**Passage provided**:
= = = =

The translocation of arsenite from roots to fronds was extremely efficient in P. vittata, with the As concentration in the xylem sap being 18–73 times greater than that in the external solution. For a comparison, the As concentration in the xylem sap of tomato was only 1.5–10% of the external solution (Xu et al., 2007), c. 4% in B. juncea (Pickering et al., 2000) and 17.5% in cucumber (Mihucz et al., 2005). Our unpublished data showed a range of 2–50% for several cereal species including barley (Hordeum vulgare), maize (Zea mays), wheat (Triticum aestivum), and rice (Oryza sativa). Using the ratio of xylem sap As to external As concentration as an indicator of xylem mobility, P. vittata is two to three orders of magnitude higher than the As nonhyperaccumulators already described. Therefore, efficient loading of arsenite to the xylem is likely to be a key step of As hyperaccumulation in P. vittata. The second contributing factor to the efficient xylem transport of arsenite may be that very little arsenite in the roots of P. vittata is complexed by thiol-containing compounds such as phytochelatins (Zhao et al., 2003; Raab et al., 2004). Complexation of arsenite by thiols is an important mechanism of As detoxification in nonhyperaccumulating plants (Sneller et al., 1999; Schmöger et al., 2000; Raab et al., 2005); complexation may decrease translocation of As from roots to shoots, especially if the arsenite–thiol complexes are subsequently sequestered in the root vacuoles. This interpretation reconciles two pieces of seemingly conflicting evidence regarding the xylem mobility of As: the extremely high mobility of arsenite in P. vittata as demonstrated in the present study and the recent report by Dhankher et al. (2006) that silencing arsenate reductase in the roots of Arabidopsis thaliana markedly increased As accumulation in the shoots. Dhankher et al. (2006) proposed that arsenate is the most mobile form of arsenic in the majority of plant species and that arsenite stays sequestered in roots. This model clearly does not apply to P. vittata. In A. thaliana, and perhaps also other As-nonhyperaccumulating plant species, arsenite may be less mobile than arsenate because of arsenite complexation and sequestration in roots, and possibly also because of the lack of an efficient xylem loading system for arsenite.
The third possible contributing factor to the highly efficient translocation of arsenite in P. vittata is the lack of a strong efflux of arsenite from roots cells to the external solution (Fig. 3). Recently, it has been reported that the efflux of arsenite to the external medium, following arsenate reduction in roots, is a prominent process in tomato and rice (Xu et al., 2007). We have found that this is also the case in a range of other plant species including Arabidopsis thaliana, Holcus lanatus, wheat, barley and maize. Interestingly, P. vittata appeared to release very little arsenite to the nutrient solution during the 24-h exposure period. It thus appears that, although P. vittata possesses a highly efficient efflux system for arsenite for xylem loading, there is little efflux of arsenite to the external medium.
In conclusion, our study has identified arsenite as the predominant form of As transported in the xylem from roots to fronds of P. vittata. This transport is extremely efficient, possibly owing to one or more of the following reasons: efficient reduction of arsenate to arsenite in roots; hyper-expression of an arsenite efflux system toward xylem loading; lack of arsenite complexation by thiol compounds and sequestration in the root vacuoles; and weak efflux of arsenite to the external medium. Unravelling the mechanism responsible for the efficient xylem transport of arsenite in P. vittata is imperative to understanding of the As-hyperaccumulation phenotype.

= = = =

**Data provided**:
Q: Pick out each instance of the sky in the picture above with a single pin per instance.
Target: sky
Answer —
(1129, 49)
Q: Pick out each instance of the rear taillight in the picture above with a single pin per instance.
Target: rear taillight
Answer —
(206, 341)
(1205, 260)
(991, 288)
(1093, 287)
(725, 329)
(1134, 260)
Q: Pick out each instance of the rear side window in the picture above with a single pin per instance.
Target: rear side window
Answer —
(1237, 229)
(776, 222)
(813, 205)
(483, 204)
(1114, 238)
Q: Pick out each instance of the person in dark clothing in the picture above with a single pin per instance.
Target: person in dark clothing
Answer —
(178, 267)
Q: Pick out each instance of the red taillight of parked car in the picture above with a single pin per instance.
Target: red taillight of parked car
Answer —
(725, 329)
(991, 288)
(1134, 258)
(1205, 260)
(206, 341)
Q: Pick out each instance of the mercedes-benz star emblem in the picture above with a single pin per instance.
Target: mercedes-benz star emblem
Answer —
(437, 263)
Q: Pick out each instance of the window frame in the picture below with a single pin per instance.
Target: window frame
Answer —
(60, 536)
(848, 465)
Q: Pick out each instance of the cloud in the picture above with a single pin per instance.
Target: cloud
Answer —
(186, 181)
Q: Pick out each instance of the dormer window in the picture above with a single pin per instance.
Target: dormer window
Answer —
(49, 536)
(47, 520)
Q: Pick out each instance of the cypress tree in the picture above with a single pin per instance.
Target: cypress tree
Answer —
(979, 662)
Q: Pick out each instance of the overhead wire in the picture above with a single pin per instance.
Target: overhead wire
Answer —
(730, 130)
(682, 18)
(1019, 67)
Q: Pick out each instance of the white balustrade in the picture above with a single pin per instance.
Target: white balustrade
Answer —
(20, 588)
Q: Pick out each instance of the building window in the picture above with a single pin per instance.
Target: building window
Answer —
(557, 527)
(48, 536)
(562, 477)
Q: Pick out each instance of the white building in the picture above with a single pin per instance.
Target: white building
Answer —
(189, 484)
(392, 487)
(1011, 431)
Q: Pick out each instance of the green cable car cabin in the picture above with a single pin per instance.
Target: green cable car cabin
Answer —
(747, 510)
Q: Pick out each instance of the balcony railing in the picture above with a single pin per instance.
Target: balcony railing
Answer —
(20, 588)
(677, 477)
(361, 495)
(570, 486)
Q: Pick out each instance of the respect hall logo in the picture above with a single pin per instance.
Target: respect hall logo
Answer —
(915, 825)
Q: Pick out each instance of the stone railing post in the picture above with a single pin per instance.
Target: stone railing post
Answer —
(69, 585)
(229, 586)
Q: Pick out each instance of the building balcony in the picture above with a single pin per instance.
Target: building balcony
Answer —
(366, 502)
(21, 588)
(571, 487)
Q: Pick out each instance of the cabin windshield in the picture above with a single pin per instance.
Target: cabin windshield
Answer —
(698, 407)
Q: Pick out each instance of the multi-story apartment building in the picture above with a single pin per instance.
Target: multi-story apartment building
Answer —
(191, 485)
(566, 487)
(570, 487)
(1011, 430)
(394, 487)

= = = =

**Required work**:
1. Answer from the passage on arsenic transport in P. vittata.
(a) What percentage of the external solution was the As concentration in the xylem sap of B. juncea?
(b) How long was the exposure period during which P. vittata released very little arsenite to the nutrient solution?
(c) Which form of As does the study identify as predominant in xylem transport from roots to fronds of P. vittata?
2. Transcribe the passage on arsenic transport in P. vittata from "The third possible" up to and including "little efflux of arsenite to the external medium.".
The records come from a different source than the passage.

**Responses for each task**:
1.
(a) About 4%
(b) 24 hours
(c) Arsenite

2.
The third possible contributing factor to the highly efficient translocation of arsenite in P. vittata is the lack of a strong efflux of arsenite from roots cells to the external solution (Fig. 3). Recently, it has been reported that the efflux of arsenite to the external medium, following arsenate reduction in roots, is a prominent process in tomato and rice (Xu et al., 2007). We have found that this is also the case in a range of other plant species including Arabidopsis thaliana, Holcus lanatus, wheat, barley and maize. Interestingly, P. vittata appeared to release very little arsenite to the nutrient solution during the 24-h exposure period. It thus appears that, although P. vittata possesses a highly efficient efflux system for arsenite for xylem loading, there is little efflux of arsenite to the external medium.